Input for this task:
§
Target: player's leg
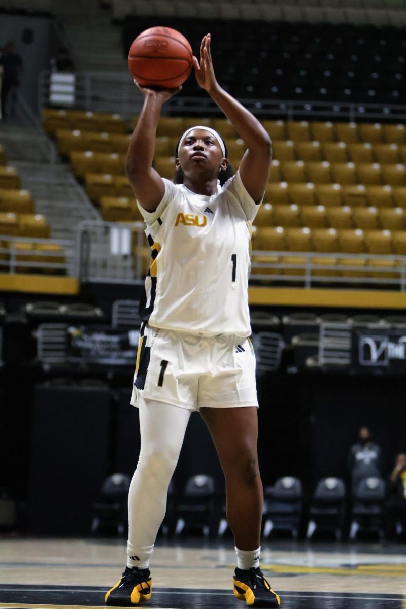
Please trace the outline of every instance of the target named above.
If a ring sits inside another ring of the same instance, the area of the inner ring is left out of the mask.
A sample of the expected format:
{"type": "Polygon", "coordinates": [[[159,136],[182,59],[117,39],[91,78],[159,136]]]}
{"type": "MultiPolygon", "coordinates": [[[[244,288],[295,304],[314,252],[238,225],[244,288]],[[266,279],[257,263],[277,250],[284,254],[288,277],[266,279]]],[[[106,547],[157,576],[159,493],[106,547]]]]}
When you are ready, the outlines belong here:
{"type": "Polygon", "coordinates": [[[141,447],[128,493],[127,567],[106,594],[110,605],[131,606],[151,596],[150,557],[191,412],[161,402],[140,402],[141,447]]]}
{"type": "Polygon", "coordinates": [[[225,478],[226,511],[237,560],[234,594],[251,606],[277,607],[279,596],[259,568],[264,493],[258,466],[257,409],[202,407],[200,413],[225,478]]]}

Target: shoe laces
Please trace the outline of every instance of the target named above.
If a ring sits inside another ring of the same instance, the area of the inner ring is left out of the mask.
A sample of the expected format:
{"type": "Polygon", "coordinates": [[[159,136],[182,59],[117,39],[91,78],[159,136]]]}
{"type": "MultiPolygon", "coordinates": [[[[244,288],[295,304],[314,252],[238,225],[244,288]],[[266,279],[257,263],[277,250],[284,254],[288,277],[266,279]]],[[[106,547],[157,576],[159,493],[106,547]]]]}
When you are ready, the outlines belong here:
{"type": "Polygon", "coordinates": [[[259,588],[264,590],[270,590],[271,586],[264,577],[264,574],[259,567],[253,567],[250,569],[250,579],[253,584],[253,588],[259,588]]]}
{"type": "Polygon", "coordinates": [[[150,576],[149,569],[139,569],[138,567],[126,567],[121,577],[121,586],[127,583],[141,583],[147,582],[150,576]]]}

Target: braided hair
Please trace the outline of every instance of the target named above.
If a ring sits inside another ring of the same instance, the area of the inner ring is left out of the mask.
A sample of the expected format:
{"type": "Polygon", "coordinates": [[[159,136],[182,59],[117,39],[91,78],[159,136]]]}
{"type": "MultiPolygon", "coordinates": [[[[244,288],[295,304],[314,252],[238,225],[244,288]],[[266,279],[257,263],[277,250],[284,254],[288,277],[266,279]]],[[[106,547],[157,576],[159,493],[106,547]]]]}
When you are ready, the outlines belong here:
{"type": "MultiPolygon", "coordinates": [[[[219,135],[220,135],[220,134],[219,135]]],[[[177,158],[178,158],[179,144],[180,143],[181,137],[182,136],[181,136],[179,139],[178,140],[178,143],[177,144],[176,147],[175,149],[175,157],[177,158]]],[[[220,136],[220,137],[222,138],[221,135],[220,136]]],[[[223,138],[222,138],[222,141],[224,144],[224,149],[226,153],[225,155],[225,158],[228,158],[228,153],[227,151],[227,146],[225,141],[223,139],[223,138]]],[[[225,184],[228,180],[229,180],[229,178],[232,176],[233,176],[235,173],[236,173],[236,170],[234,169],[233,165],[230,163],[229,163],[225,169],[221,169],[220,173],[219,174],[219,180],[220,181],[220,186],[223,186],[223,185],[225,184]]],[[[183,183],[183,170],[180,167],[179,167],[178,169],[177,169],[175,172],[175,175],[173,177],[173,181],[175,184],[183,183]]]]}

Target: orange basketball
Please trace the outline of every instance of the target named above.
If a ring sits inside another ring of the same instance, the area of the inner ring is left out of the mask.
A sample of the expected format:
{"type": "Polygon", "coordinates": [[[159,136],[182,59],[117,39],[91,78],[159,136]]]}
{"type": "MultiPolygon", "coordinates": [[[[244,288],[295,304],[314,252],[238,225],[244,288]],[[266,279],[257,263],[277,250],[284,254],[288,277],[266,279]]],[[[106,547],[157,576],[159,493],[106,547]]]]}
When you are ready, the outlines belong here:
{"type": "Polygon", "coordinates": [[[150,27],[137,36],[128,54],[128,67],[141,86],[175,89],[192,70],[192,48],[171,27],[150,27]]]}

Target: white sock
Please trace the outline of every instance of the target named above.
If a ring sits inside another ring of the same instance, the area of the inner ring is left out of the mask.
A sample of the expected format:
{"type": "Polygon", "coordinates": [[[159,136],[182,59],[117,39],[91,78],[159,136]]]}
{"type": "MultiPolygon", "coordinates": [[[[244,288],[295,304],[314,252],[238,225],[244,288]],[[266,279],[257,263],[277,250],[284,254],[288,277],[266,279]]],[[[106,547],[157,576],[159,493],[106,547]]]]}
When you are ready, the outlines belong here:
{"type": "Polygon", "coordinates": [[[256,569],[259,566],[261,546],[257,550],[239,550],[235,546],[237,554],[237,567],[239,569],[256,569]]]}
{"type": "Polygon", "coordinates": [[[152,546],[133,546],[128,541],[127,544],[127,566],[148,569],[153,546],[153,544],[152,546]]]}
§
What to produce:
Render the data from the line holding "Target: white sock" through the end, inclusive, as a numbered list, leaving out any blank lines.

The output:
1. Target: white sock
2. Please trace the outline of every instance of the target named above.
3. If a ring sits inside another ring of the same instance, the area of the inner ring is left out of the mask.
4. A sample of the expected format:
5. {"type": "Polygon", "coordinates": [[[159,136],[182,59],[117,39],[91,78],[159,136]]]}
6. {"type": "MultiPolygon", "coordinates": [[[[244,288],[295,304],[314,252],[238,225],[244,288]],[[266,279],[257,263],[277,250],[284,254],[288,277],[266,279]]],[[[106,547],[157,576],[159,493],[106,547]]]]}
7. When you are ready, the outlines belong here:
8. {"type": "Polygon", "coordinates": [[[256,569],[259,566],[261,546],[257,550],[239,550],[235,546],[237,554],[237,567],[239,569],[256,569]]]}
9. {"type": "Polygon", "coordinates": [[[152,546],[133,546],[128,541],[127,544],[127,566],[148,569],[153,546],[153,544],[152,546]]]}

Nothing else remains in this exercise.